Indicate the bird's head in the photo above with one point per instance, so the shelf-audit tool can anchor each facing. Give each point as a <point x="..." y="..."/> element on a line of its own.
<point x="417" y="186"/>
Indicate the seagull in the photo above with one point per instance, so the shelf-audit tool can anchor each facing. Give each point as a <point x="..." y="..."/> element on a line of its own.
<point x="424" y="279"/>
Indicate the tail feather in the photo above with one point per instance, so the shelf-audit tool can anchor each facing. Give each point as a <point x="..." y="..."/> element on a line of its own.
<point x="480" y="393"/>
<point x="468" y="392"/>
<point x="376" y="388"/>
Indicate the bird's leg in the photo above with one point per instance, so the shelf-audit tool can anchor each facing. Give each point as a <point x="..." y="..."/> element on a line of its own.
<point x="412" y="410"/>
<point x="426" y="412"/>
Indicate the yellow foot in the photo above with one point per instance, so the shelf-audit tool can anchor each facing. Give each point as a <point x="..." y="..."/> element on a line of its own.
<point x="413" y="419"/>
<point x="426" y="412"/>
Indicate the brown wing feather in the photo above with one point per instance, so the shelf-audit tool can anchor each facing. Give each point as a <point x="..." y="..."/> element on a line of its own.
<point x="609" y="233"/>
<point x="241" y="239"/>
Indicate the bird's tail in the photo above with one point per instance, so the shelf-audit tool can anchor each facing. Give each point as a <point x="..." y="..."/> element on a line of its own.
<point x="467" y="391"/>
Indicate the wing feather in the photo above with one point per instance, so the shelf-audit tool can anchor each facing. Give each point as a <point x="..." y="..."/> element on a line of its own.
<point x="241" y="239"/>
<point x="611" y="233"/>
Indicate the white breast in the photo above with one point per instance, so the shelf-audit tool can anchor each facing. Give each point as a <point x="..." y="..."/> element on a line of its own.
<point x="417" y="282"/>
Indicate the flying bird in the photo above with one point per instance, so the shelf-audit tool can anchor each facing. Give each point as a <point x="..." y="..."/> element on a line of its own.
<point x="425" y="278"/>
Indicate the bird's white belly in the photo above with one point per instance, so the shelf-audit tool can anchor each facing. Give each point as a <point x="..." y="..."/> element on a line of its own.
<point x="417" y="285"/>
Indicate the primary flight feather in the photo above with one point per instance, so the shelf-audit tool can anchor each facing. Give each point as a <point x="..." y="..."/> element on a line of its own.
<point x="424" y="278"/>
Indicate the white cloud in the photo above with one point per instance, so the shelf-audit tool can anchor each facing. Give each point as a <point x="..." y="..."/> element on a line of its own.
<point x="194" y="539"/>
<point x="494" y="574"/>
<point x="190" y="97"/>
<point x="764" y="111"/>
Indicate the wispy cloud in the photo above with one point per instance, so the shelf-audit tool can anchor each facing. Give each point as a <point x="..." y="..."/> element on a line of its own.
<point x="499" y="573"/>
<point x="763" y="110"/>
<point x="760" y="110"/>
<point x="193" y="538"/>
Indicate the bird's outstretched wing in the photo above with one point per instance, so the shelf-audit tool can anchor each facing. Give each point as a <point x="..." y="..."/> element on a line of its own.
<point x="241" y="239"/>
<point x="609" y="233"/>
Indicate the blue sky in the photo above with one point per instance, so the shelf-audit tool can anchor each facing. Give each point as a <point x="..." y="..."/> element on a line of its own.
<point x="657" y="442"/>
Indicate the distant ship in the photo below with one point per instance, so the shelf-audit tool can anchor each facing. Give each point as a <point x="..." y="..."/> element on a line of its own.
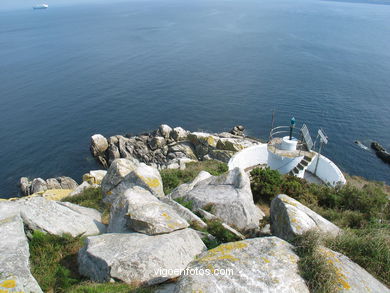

---

- **OBJECTIVE**
Collect every line of the material above that contains the word "cloud", copying each line whole. Case matters.

- **ANSWER BELOW**
Indicate the white cloud in the photo above with one point per instance, so the shelf-audit tool can anchor each facing. Give each point as a <point x="..." y="..."/> element on a line of its own.
Indicate the wispy cloud in the photo above with one point per instance, so the shelf-audit tool can anchor each facing. Give each point as a <point x="..." y="..."/> element on a line of its own.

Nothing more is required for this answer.